=== ОТРЫВОК ИЗ ТЕКСТА ===
Мои воспоминания (в 3-х томах) - Волконский Сергей. Страница 10
Как-то весной, будучи в Петербурге проездом из Рима в свою тамбовскую деревню, я завтракал у "Медведя" с моим добрым другом, Модестом Ильичом Чайковским, братом композитора. Он мне сказал, что встретил Дризена, который справлялся обо мне и поручил передать мне приглашение к себе на Среду -- последняя в году Среда, "будет Станиславский"... Я пошел и, по просьбе Дризена, после написал ему свои впечатления о слышанных суждениях, или, выражаясь современным отборным русским языком, о "дискуссиях". В результате получил приглашение -- осенью, на первой Среде нового сезона, прочитать доклад. Этот доклад об актерской технике в мимике и читке я за лето написал; он составил впоследствии первую статью в моей книге "Человек на сцене". Если я об этом упоминаю, то потому, что мне дорого, что самое начало моей сценически-воспитательной деятельности связано с именем Модеста Ильича Чайковского. Через него я получил приглашение Дризена и к нему же в Клин заехал через два дня, по дороге в мою Павловку.

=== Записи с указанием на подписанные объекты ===

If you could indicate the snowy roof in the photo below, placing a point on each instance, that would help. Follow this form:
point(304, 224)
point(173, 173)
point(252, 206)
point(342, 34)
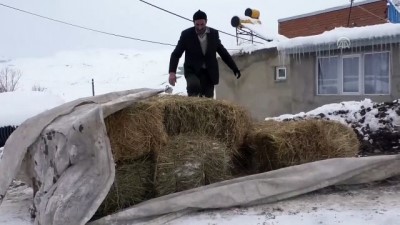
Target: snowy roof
point(327, 10)
point(380, 34)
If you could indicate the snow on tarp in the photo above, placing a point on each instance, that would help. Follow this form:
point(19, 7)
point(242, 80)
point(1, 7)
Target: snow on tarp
point(25, 104)
point(65, 154)
point(380, 34)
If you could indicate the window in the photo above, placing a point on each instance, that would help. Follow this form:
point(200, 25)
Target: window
point(280, 73)
point(328, 75)
point(354, 74)
point(376, 70)
point(351, 74)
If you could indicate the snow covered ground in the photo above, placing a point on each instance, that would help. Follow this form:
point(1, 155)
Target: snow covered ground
point(68, 75)
point(369, 204)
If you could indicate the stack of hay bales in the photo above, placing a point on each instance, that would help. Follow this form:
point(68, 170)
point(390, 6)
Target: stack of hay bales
point(273, 145)
point(191, 161)
point(204, 137)
point(155, 142)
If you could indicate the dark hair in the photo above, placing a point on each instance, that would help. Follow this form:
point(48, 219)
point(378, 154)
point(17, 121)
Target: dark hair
point(199, 15)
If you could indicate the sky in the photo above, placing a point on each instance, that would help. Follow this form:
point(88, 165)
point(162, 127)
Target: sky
point(25, 35)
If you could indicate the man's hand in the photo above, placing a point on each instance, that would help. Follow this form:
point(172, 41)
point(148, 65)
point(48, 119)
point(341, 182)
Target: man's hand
point(172, 78)
point(237, 74)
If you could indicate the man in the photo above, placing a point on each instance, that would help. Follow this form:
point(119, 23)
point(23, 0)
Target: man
point(200, 44)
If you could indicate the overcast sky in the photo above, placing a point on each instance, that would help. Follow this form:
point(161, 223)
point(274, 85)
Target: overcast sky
point(24, 35)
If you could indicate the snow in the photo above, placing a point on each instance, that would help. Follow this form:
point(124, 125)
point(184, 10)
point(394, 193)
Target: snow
point(37, 37)
point(67, 75)
point(23, 105)
point(328, 37)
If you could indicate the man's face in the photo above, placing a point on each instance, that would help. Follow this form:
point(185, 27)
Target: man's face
point(200, 26)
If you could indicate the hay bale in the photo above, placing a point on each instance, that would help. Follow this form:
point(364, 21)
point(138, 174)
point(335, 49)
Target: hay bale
point(275, 145)
point(136, 131)
point(133, 184)
point(225, 121)
point(191, 161)
point(145, 126)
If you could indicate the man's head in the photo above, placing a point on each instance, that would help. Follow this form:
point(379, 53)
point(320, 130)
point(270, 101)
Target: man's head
point(200, 21)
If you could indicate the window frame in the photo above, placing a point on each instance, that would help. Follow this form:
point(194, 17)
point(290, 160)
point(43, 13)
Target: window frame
point(277, 77)
point(361, 81)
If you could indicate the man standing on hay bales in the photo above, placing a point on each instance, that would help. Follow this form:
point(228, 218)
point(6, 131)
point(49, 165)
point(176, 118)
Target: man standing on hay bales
point(200, 44)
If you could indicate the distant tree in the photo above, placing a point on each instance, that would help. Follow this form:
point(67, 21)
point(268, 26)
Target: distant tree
point(9, 79)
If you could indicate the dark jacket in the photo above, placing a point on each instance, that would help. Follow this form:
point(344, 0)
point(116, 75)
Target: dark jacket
point(194, 58)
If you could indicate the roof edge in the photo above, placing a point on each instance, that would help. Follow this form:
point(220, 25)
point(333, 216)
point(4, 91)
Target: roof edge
point(326, 10)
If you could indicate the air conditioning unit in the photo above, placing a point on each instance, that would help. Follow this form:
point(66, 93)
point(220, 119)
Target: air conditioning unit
point(280, 73)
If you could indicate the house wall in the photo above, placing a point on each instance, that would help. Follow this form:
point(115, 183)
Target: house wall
point(304, 92)
point(257, 89)
point(264, 97)
point(371, 13)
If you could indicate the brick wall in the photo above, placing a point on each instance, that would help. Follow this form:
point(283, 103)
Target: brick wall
point(317, 24)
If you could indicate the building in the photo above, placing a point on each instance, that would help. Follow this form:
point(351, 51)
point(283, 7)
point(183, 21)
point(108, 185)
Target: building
point(305, 72)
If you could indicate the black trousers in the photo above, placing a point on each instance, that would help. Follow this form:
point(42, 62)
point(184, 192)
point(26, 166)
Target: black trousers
point(199, 84)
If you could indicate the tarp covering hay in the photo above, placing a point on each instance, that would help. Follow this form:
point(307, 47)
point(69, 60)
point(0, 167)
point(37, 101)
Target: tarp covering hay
point(273, 145)
point(191, 161)
point(133, 184)
point(136, 131)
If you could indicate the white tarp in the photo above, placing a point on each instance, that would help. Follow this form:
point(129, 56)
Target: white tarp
point(64, 153)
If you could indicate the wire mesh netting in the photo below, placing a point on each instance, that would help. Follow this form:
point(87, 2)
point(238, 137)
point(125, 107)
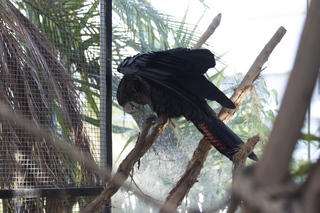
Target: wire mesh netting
point(49, 78)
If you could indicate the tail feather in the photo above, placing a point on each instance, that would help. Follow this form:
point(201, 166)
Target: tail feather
point(221, 137)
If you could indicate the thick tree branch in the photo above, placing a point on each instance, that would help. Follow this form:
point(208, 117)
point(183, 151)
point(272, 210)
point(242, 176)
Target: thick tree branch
point(212, 27)
point(187, 180)
point(142, 146)
point(287, 126)
point(311, 191)
point(246, 84)
point(239, 160)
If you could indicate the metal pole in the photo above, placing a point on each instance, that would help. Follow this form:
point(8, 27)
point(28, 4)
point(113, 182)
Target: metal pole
point(106, 86)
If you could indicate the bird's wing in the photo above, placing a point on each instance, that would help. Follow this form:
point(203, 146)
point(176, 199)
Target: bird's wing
point(182, 67)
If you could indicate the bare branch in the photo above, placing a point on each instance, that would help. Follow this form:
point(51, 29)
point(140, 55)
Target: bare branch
point(239, 160)
point(143, 144)
point(246, 84)
point(287, 126)
point(311, 190)
point(187, 181)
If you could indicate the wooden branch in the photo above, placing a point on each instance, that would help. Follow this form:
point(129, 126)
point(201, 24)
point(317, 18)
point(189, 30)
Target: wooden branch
point(246, 84)
point(287, 126)
point(143, 144)
point(212, 27)
point(311, 190)
point(187, 180)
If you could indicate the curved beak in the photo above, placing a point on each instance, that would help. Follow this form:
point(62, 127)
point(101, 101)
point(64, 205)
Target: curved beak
point(130, 106)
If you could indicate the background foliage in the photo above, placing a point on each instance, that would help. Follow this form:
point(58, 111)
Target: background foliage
point(73, 27)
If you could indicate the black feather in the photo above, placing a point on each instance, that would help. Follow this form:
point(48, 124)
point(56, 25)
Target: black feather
point(172, 82)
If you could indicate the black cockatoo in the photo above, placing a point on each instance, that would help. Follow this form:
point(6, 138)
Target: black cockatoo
point(172, 82)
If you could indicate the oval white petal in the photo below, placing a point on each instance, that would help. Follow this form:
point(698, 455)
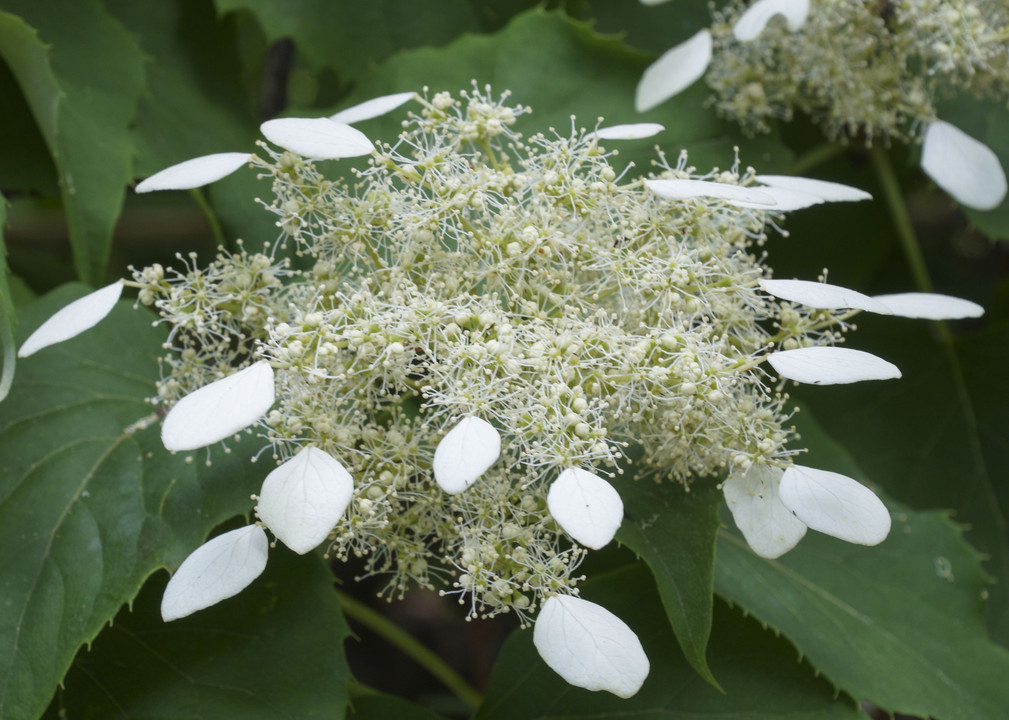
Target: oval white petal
point(963, 166)
point(755, 19)
point(586, 506)
point(830, 366)
point(317, 138)
point(465, 453)
point(834, 504)
point(72, 320)
point(195, 172)
point(589, 646)
point(217, 570)
point(824, 190)
point(634, 131)
point(675, 71)
point(822, 295)
point(372, 108)
point(732, 194)
point(303, 499)
point(769, 527)
point(930, 306)
point(219, 409)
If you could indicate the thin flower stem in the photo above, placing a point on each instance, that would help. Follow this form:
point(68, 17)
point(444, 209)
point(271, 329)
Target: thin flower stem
point(211, 217)
point(816, 156)
point(409, 645)
point(901, 220)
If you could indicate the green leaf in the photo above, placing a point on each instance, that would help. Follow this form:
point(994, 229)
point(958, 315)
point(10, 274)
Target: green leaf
point(936, 438)
point(563, 68)
point(91, 503)
point(383, 707)
point(349, 37)
point(194, 104)
point(988, 121)
point(674, 532)
point(274, 651)
point(759, 672)
point(900, 624)
point(82, 75)
point(7, 314)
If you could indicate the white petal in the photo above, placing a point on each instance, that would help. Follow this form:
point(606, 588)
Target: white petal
point(755, 19)
point(586, 506)
point(317, 138)
point(221, 408)
point(834, 504)
point(72, 320)
point(196, 172)
point(589, 646)
point(303, 499)
point(217, 570)
point(963, 166)
point(732, 194)
point(930, 306)
point(634, 131)
point(830, 366)
point(465, 453)
point(372, 108)
point(675, 71)
point(824, 190)
point(822, 295)
point(770, 528)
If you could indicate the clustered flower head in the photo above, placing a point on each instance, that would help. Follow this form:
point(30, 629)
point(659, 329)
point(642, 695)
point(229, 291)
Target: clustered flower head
point(874, 71)
point(481, 328)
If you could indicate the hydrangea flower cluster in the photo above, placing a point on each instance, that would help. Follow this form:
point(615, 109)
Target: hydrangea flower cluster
point(862, 70)
point(482, 327)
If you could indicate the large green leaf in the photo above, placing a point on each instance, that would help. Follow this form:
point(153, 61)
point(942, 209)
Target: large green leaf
point(674, 532)
point(563, 68)
point(7, 316)
point(936, 438)
point(351, 36)
point(272, 652)
point(194, 104)
point(90, 503)
point(759, 672)
point(900, 624)
point(82, 75)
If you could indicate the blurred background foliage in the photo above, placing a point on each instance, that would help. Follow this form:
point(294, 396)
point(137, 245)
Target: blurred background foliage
point(95, 95)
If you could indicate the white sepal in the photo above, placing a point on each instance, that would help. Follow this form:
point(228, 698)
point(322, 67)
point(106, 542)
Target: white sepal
point(219, 409)
point(317, 138)
point(769, 527)
point(755, 19)
point(465, 453)
point(675, 71)
point(824, 190)
point(586, 506)
point(303, 499)
point(834, 504)
point(195, 172)
point(963, 166)
point(732, 194)
point(217, 570)
point(589, 646)
point(72, 320)
point(830, 366)
point(372, 108)
point(634, 131)
point(822, 295)
point(930, 306)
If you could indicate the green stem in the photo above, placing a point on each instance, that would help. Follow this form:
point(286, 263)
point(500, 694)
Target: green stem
point(894, 199)
point(816, 156)
point(211, 217)
point(409, 645)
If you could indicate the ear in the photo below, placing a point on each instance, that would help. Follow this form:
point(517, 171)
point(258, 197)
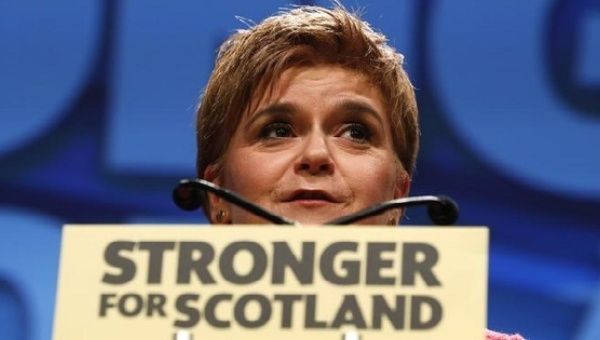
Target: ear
point(402, 185)
point(401, 189)
point(212, 174)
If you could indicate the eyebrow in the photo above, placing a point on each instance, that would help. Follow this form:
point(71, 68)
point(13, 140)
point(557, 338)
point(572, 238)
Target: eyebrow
point(275, 109)
point(351, 106)
point(354, 106)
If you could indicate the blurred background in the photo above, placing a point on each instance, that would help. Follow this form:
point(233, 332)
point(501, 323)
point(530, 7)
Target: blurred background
point(97, 102)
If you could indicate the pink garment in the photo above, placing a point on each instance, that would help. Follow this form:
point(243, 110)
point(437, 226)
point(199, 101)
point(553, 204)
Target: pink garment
point(491, 335)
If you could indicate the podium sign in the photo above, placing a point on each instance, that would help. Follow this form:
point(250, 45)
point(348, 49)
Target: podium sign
point(266, 282)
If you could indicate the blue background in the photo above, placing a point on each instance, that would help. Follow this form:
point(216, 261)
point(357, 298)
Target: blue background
point(97, 102)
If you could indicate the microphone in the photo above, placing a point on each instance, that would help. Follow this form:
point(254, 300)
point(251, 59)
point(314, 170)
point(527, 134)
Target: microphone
point(189, 195)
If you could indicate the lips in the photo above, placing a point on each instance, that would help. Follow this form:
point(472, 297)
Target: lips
point(307, 195)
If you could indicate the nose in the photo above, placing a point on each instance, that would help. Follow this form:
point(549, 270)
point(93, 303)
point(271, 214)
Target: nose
point(315, 158)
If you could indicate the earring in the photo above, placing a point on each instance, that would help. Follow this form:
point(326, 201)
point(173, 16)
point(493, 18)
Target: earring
point(220, 216)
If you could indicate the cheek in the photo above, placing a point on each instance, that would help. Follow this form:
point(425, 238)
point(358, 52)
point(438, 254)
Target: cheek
point(252, 174)
point(373, 179)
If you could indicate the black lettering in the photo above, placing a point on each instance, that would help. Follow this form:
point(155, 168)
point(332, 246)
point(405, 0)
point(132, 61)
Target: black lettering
point(113, 258)
point(302, 268)
point(287, 302)
point(395, 315)
point(210, 311)
point(156, 252)
point(352, 268)
point(156, 303)
point(187, 264)
point(411, 265)
point(240, 311)
point(259, 263)
point(310, 316)
point(349, 313)
point(131, 304)
point(105, 303)
point(416, 312)
point(375, 263)
point(193, 315)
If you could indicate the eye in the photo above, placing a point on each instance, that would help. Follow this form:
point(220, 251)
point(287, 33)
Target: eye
point(357, 132)
point(277, 130)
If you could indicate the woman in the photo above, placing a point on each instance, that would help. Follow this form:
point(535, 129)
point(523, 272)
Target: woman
point(310, 115)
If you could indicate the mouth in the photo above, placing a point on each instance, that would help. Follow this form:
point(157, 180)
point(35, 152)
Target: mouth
point(310, 197)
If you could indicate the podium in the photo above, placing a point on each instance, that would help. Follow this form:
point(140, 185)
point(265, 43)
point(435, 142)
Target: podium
point(192, 282)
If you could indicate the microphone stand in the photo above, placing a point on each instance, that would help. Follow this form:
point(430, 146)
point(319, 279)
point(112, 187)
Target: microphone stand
point(190, 194)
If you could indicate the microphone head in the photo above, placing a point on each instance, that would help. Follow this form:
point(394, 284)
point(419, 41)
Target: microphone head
point(187, 196)
point(444, 211)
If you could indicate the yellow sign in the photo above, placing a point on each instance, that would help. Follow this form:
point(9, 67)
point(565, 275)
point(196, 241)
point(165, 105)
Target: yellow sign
point(257, 282)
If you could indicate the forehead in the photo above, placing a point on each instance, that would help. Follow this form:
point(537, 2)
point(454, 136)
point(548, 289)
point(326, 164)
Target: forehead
point(329, 82)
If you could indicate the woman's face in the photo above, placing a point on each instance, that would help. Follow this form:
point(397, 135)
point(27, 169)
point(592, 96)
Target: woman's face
point(317, 147)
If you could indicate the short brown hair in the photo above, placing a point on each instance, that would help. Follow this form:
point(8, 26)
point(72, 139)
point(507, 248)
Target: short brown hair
point(251, 59)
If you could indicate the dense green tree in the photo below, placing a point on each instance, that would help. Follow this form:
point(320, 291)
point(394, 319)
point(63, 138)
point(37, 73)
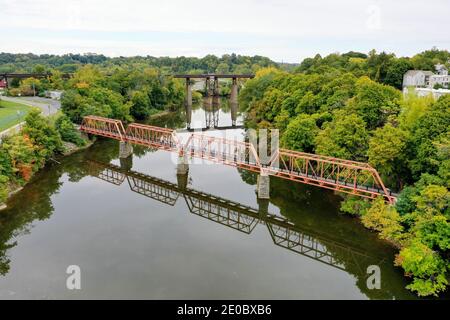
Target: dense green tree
point(387, 152)
point(344, 137)
point(374, 102)
point(141, 106)
point(300, 134)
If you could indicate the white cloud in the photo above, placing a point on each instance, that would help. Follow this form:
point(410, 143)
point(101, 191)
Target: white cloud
point(301, 25)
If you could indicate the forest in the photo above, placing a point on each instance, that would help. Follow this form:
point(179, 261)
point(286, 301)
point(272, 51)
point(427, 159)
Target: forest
point(349, 106)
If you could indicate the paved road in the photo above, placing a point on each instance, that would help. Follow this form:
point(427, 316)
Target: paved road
point(48, 106)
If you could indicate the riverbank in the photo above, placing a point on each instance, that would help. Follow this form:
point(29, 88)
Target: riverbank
point(39, 141)
point(70, 148)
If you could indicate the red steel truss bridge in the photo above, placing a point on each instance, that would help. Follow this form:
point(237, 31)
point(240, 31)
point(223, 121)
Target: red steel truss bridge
point(356, 178)
point(239, 217)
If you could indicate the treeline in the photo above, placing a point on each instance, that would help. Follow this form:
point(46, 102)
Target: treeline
point(227, 63)
point(330, 108)
point(382, 67)
point(127, 94)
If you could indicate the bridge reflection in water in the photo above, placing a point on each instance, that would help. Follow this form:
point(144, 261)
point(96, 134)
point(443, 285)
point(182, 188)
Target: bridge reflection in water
point(240, 217)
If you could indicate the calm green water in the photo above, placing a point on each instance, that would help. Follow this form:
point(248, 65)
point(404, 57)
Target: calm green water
point(150, 234)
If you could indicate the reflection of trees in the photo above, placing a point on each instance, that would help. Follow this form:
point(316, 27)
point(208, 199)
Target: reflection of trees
point(315, 209)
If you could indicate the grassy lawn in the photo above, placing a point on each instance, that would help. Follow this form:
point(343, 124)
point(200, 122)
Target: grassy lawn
point(9, 113)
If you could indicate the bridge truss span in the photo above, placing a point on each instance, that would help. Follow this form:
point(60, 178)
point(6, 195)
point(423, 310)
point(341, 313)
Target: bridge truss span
point(352, 177)
point(342, 175)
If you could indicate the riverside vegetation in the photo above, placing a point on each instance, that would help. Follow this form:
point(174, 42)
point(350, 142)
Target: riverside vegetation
point(348, 106)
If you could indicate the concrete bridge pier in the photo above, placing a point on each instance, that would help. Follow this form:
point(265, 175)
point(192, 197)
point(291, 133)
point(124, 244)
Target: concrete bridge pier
point(263, 185)
point(126, 163)
point(182, 172)
point(263, 207)
point(188, 103)
point(125, 149)
point(216, 86)
point(234, 101)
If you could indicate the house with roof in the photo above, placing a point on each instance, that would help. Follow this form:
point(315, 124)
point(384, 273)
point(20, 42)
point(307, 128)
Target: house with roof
point(417, 78)
point(427, 79)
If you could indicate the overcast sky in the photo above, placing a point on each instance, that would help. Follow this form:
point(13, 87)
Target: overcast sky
point(284, 30)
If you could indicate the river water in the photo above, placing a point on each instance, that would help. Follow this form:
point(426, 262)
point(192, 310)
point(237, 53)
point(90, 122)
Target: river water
point(137, 230)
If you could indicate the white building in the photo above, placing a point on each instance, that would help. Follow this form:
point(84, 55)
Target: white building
point(416, 78)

=== ЦЕЛЬ ЗАДАНИЯ ===
Чем, согласно отрывку из воспоминаний, стал впоследствии доклад об актерской технике в мимике и читке? Записи представляют собой отдельный материал, не связанный с отрывком.

=== ОТВЕТ НА ЗАДАНИЕ ===
Он составил первую статью в книге «Человек на сцене».